---- Extrait du texte

Medvedev à mi-mandat : ni bon ni mauvais

Dmitri Medvedev est arrivé à la moitié de son mandat. L'on s'accorde en général pour saluer le discours du jeune président, dont le maitre mot est la modernisation politique et économique du pays. Pour autant, la mise en pratique de ces intentions n'est pas perçue unanimement. Ci-dessous, la confrontation entre deux points de vue, celui de l'agence de presse officielle RIA Novosti, et celui d'un chroniqueur de Gazeta.ru, un journal internet plutôt critique.

La présidence de Medvedev : en route depuis deux ans
RIA Novosti

Dmitri Medvedev a été élu président de Russie le 2 mars 2008, obtenant 70,28% des voix. Deux ans après son élection, il n’a pas perdu le goût du travail. Répondant récemment aux questions des journalistes qui lui ont demandé s'il était heureux, le président a dit qu'il manquait de temps, mais que « comme tout un chacun, il était heureux de travailler pour le bien de son pays ».

--------
---- Extrait de données

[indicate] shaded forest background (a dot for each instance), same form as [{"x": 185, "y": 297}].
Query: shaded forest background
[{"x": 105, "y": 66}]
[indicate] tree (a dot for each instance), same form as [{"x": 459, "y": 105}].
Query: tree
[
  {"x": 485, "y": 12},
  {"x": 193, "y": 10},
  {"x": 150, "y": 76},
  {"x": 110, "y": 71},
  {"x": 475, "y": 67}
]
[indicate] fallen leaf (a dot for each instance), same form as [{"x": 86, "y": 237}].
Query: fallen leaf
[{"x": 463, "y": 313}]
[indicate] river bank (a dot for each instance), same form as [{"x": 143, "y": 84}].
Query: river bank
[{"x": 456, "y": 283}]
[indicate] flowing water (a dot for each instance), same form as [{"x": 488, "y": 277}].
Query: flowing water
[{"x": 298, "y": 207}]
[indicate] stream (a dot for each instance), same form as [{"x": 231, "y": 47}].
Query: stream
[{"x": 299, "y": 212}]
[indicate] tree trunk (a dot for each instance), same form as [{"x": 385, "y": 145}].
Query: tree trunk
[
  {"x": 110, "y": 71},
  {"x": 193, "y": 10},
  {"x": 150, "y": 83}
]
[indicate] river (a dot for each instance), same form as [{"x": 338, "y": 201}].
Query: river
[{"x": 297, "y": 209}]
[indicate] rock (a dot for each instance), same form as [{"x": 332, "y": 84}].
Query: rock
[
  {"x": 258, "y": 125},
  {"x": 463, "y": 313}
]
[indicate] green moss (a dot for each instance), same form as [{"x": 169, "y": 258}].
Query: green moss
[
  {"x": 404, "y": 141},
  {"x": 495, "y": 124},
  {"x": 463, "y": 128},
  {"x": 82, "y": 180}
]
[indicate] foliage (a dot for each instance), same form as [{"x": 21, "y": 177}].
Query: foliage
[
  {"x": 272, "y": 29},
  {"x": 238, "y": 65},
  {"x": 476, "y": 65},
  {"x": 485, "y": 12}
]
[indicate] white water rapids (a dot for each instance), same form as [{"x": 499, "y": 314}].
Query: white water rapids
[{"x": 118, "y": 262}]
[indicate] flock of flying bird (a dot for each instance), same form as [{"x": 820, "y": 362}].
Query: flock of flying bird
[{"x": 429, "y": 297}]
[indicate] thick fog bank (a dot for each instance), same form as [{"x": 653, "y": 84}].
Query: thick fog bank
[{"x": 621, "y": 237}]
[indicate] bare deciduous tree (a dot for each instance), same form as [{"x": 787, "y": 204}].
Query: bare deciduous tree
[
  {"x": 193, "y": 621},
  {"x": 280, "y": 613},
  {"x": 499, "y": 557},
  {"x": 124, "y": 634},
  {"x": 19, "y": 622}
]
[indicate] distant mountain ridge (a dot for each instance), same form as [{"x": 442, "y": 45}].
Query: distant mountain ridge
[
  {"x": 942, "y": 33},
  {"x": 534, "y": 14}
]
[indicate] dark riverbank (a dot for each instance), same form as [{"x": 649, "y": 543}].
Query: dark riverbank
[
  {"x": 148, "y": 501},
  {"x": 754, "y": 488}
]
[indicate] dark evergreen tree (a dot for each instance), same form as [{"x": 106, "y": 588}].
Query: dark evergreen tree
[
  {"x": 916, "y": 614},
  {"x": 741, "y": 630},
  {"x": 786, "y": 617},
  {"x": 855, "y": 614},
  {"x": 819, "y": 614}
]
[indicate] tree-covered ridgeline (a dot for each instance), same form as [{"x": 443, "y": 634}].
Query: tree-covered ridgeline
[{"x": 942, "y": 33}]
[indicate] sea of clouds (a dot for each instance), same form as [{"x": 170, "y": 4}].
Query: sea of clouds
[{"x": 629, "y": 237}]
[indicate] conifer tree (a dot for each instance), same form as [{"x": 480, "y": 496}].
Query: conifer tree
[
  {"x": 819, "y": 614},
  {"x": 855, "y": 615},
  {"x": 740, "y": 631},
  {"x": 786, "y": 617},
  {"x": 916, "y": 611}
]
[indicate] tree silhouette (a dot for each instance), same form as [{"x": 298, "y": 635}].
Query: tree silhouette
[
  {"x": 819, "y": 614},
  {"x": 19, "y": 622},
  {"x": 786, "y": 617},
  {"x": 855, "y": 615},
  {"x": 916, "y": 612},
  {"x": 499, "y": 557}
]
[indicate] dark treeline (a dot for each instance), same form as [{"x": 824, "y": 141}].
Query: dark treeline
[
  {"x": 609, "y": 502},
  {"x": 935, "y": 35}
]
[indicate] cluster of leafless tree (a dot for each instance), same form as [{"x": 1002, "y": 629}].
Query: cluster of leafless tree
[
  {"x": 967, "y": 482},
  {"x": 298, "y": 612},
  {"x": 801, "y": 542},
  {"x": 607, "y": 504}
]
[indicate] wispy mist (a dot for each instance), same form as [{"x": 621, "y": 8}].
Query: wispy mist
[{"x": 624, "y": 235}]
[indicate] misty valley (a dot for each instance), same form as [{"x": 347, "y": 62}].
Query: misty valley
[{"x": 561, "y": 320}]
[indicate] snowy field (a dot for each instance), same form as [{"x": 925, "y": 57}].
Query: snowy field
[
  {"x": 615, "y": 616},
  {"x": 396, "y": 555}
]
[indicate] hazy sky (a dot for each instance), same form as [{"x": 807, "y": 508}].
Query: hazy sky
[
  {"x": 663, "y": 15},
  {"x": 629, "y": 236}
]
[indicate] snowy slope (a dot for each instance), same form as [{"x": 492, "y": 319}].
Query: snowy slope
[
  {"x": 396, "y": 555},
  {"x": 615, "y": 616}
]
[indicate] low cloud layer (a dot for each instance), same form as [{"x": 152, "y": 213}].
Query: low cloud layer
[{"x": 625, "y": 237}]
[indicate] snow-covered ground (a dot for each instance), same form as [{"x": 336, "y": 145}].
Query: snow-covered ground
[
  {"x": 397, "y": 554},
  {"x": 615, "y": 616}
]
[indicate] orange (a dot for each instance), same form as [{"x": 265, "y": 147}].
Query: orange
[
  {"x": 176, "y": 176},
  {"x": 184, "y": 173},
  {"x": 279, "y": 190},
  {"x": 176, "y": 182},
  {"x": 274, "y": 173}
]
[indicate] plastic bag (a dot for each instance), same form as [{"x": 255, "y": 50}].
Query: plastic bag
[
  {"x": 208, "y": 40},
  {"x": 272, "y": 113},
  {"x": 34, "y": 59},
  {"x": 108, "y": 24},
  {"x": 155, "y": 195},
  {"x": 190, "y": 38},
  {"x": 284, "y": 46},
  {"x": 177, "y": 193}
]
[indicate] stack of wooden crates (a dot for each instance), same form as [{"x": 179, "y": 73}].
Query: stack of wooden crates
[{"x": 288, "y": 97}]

--------

▸ Consigne 1
Transforme en liste numérotée les lignes des enregistrements, de celle qui contient « [indicate] orange (a » jusqu'à la dernière ligne des enregistrements, en omettant les lignes vides.
▸ Consigne 2
Poursuis l'article sur le mi-mandat de Dmitri Medvedev à la suite de sa dernière phrase.

▸ Corrigé 1
1. [indicate] orange (a dot for each instance), same form as [{"x": 265, "y": 147}].
2. Query: orange
3. [
4.   {"x": 176, "y": 176},
5.   {"x": 184, "y": 173},
6.   {"x": 279, "y": 190},
7.   {"x": 176, "y": 182},
8.   {"x": 274, "y": 173}
9. ]
10. [indicate] plastic bag (a dot for each instance), same form as [{"x": 255, "y": 50}].
11. Query: plastic bag
12. [
13.   {"x": 208, "y": 40},
14.   {"x": 272, "y": 113},
15.   {"x": 34, "y": 59},
16.   {"x": 108, "y": 24},
17.   {"x": 155, "y": 195},
18.   {"x": 190, "y": 38},
19.   {"x": 284, "y": 46},
20.   {"x": 177, "y": 193}
21. ]
22. [indicate] stack of wooden crates (a dot for each instance), same form as [{"x": 179, "y": 73}].
23. Query: stack of wooden crates
24. [{"x": 288, "y": 97}]

▸ Corrigé 2
L’année dernière a été marquée par le « rajeunissement » du corps des gouverneurs, la réforme du Ministère des Affaires intérieures (MVD), la poursuite de la lutte contre la corruption, la résorption des conséquences de la crise, la modernisation de l’économie et le « redémarrage » des relations avec les États-Unis.

Les hommes politiques constatent un haut niveau de transparence du pouvoir et les politologues préconisent la nécessite de réaliser les objectifs et les initiatives annoncés par le président russe.

On avance!

Selon Russie Unie, parti au pouvoir, l’évaluation principale du travail du président réside dans la confiance des citoyens. Andrei Vorobiev, responsable du comité central exécutif de Russie Unie, a fait remarquer que le président voit et ressent les problèmes qui inquiètent la majorité des Russes et appelle à la discussion franche et publique. « On ne tourne pas en rond, on avance », insiste Vorobiev. D’après lui, cela concerne à la fois le développement du système politique, le virage de l’innovation de l’économie et l’évolution de la société civile.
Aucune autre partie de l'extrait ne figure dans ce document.